**AIM OF THE EXERCISE**
Transcribe the whole listing below without changing a word, but leave out every image.

**RECORDS TO USE**
------------------------------

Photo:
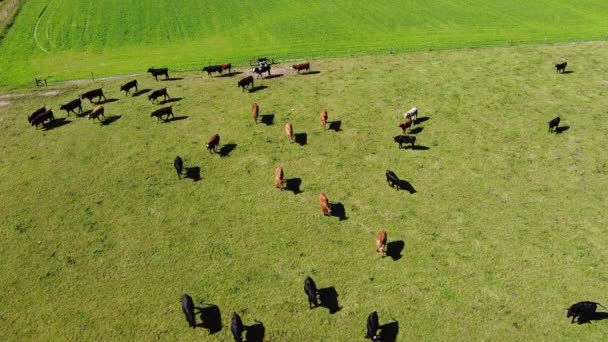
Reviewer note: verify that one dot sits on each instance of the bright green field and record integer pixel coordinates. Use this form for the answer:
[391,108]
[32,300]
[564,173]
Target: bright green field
[99,239]
[69,39]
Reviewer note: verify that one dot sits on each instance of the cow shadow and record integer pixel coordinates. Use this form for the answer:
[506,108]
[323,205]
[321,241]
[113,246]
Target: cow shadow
[193,173]
[256,332]
[293,185]
[267,119]
[394,248]
[389,331]
[329,299]
[141,92]
[335,125]
[301,138]
[337,210]
[110,119]
[226,149]
[211,318]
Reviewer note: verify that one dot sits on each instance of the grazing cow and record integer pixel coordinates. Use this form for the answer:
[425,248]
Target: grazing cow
[158,93]
[405,125]
[71,106]
[179,166]
[324,119]
[157,72]
[262,69]
[168,111]
[324,203]
[278,177]
[301,66]
[213,142]
[34,114]
[410,114]
[188,309]
[245,82]
[553,124]
[255,110]
[582,309]
[404,139]
[381,242]
[289,131]
[96,113]
[41,118]
[561,66]
[310,288]
[91,94]
[372,326]
[236,325]
[128,86]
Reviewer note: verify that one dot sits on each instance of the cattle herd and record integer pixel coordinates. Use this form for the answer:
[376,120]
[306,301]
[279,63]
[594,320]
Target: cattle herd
[43,116]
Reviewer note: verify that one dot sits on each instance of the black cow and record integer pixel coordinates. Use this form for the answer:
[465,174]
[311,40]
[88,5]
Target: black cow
[34,114]
[91,94]
[236,325]
[553,124]
[188,309]
[127,87]
[41,118]
[582,309]
[404,139]
[262,69]
[245,82]
[161,71]
[71,106]
[310,288]
[168,111]
[158,93]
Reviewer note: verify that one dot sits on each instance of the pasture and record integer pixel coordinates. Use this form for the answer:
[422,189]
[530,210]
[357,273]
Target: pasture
[505,229]
[69,39]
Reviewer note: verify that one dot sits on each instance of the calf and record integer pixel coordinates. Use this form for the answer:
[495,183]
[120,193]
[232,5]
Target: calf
[289,131]
[236,325]
[96,113]
[213,142]
[71,106]
[157,72]
[188,309]
[310,288]
[381,242]
[582,309]
[324,203]
[178,163]
[553,124]
[278,177]
[404,139]
[95,93]
[245,82]
[168,111]
[128,86]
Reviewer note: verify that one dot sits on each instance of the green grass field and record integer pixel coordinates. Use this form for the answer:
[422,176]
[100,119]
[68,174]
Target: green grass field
[99,238]
[69,39]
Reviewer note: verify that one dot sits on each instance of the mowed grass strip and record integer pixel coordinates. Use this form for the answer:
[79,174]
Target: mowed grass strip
[99,238]
[69,39]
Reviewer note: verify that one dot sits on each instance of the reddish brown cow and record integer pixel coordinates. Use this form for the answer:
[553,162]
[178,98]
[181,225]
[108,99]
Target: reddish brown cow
[325,208]
[381,242]
[278,177]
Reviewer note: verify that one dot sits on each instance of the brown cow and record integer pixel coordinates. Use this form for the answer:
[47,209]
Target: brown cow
[325,207]
[324,118]
[289,131]
[405,125]
[381,242]
[278,177]
[255,110]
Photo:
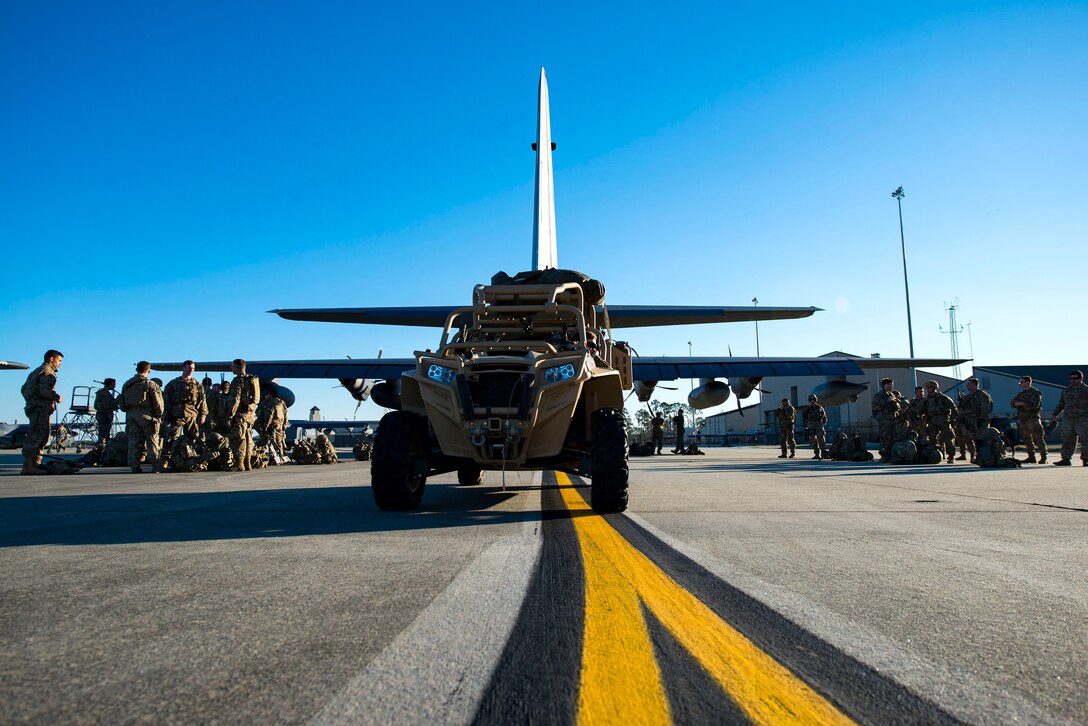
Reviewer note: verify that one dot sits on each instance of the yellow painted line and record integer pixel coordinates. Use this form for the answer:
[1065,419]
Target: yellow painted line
[763,688]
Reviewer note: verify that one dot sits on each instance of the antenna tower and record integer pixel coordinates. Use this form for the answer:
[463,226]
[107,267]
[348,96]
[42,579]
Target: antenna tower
[953,333]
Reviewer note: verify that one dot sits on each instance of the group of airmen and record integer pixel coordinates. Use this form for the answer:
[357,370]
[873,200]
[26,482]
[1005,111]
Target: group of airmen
[934,416]
[161,420]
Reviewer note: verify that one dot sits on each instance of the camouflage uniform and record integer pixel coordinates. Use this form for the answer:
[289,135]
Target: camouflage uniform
[242,409]
[1030,423]
[815,420]
[141,401]
[211,400]
[271,423]
[975,413]
[185,404]
[657,427]
[939,411]
[678,423]
[40,395]
[1074,402]
[916,415]
[325,451]
[106,404]
[787,417]
[886,408]
[221,411]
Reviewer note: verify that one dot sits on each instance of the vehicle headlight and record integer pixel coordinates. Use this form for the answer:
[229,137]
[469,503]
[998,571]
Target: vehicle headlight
[440,373]
[557,373]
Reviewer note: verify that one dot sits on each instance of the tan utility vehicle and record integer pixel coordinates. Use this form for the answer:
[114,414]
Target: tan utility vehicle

------------------------------

**OUTPUT BELOW**
Photo:
Reviewer note: verify that one dot sits on each instance of the bright green field and record integer pixel coordinates. Use this form for the answer:
[391,108]
[32,300]
[564,173]
Target: bright green field
[99,239]
[69,39]
Reviewer note: verify that one dot sits on each instance of the cow shadow and record integer pixel coordinates. Use this form for the answer:
[506,108]
[323,205]
[321,241]
[113,246]
Target: cow shadow
[193,173]
[256,332]
[293,185]
[267,119]
[394,248]
[389,331]
[329,299]
[141,92]
[335,125]
[301,138]
[337,210]
[110,119]
[226,149]
[211,318]
Reviewer note: verify that one dot sits on each instance of the grazing cow and record integer pixel coordinates. Use this form for the answer:
[425,248]
Target: grazing cow
[158,93]
[405,125]
[71,106]
[179,166]
[324,119]
[157,72]
[262,69]
[168,111]
[324,203]
[278,177]
[301,66]
[213,142]
[34,114]
[410,114]
[188,309]
[245,82]
[553,124]
[255,110]
[582,309]
[404,139]
[381,242]
[289,131]
[96,113]
[41,118]
[561,66]
[310,288]
[91,94]
[372,326]
[236,325]
[128,86]
Reviewer note: verify that one dot sits on each instance of the cattle herd and record integer pixel coordinates. Use this form for the answer:
[376,120]
[306,301]
[279,63]
[594,320]
Target: cattle herd
[43,116]
Reviewer note: verify that one dot sits on each instance of the black cow and record integer pixel coordinates. Use this form for the answer:
[465,174]
[311,40]
[88,5]
Target: black cow
[34,114]
[91,94]
[236,325]
[553,124]
[188,309]
[127,87]
[41,118]
[582,309]
[404,139]
[262,69]
[245,82]
[161,71]
[71,106]
[310,288]
[168,111]
[158,93]
Reviewer note: verify that one dot sits on each instance of the pasture and record integer pixel coordinates. Use this form for the answer:
[422,189]
[530,210]
[357,273]
Target: pasture
[505,229]
[69,39]
Reviewer note: verify that one dot sits on each instance of the calf and record integer pixel coordinates. Use this form for the answer:
[495,183]
[120,193]
[232,5]
Target: calf
[289,131]
[236,325]
[96,113]
[213,142]
[71,106]
[157,72]
[188,309]
[310,288]
[381,242]
[582,309]
[324,203]
[178,163]
[553,124]
[278,177]
[404,139]
[95,93]
[245,82]
[168,111]
[128,86]
Reviewer note: verify that one dot sits on each instance of the green grass field and record integer pixel coordinates. Use this form for the answer:
[422,176]
[100,119]
[68,174]
Target: green grass field
[99,238]
[69,39]
Reviewer note: verify that one dot sits on each instance of the mowed grass strip and record integer pixel coordinates. Use this form for the answer:
[79,174]
Target: mowed grass strip
[99,238]
[69,39]
Reviewer note: verify that one dot sits on each instance of the reddish brown cow and record integer pixel coordinates. Use this form for the answer:
[553,162]
[178,98]
[181,225]
[108,99]
Target: reddish brown cow
[325,208]
[381,242]
[278,177]
Reviewer note: verify that one dot sits on each instance of the brown cow and record integer pixel coordinates. Use this form for the answer:
[47,209]
Target: brown cow
[325,207]
[324,118]
[289,131]
[405,125]
[381,242]
[278,177]
[255,110]
Photo:
Reviewer note: verify that one dot sits on each instance of the yellow painted line and record integer pixel coordinates. Use this form for the answer:
[1065,419]
Target: yellow painted line
[763,688]
Reviewer note: verify that one dot sits on each instance of the antenna tower and record integer pixel coordinates. Use this form for the answer:
[463,226]
[107,267]
[348,96]
[42,579]
Target: antenna tower
[953,333]
Reviewer note: verify that one dot sits on each instance of the group of airmen and record integer pixel coordinates. Use this form for the answer:
[357,370]
[873,200]
[26,482]
[1005,111]
Target: group of airmen
[934,416]
[161,420]
Reviewer note: verify that one dot sits on each instance of the camouflage uniform and record integer pixel coordinates. Use this form for the answer:
[289,135]
Target: camouflage uniform
[242,409]
[1030,423]
[815,420]
[141,401]
[211,400]
[271,423]
[975,413]
[185,404]
[657,427]
[939,411]
[678,423]
[40,395]
[1074,402]
[916,415]
[325,451]
[106,404]
[787,417]
[886,408]
[221,411]
Reviewer note: verify that one dot sits on each instance of the vehicle headlight and record integer pixel coordinates. Use this form for the answer:
[229,137]
[469,503]
[998,571]
Target: vehicle headlight
[440,373]
[557,373]
Reviewer note: verify that one dot sits on each instance of the tan utility vehicle and record integer pixel coordinates. Use this form for the answer:
[114,414]
Target: tan utility vehicle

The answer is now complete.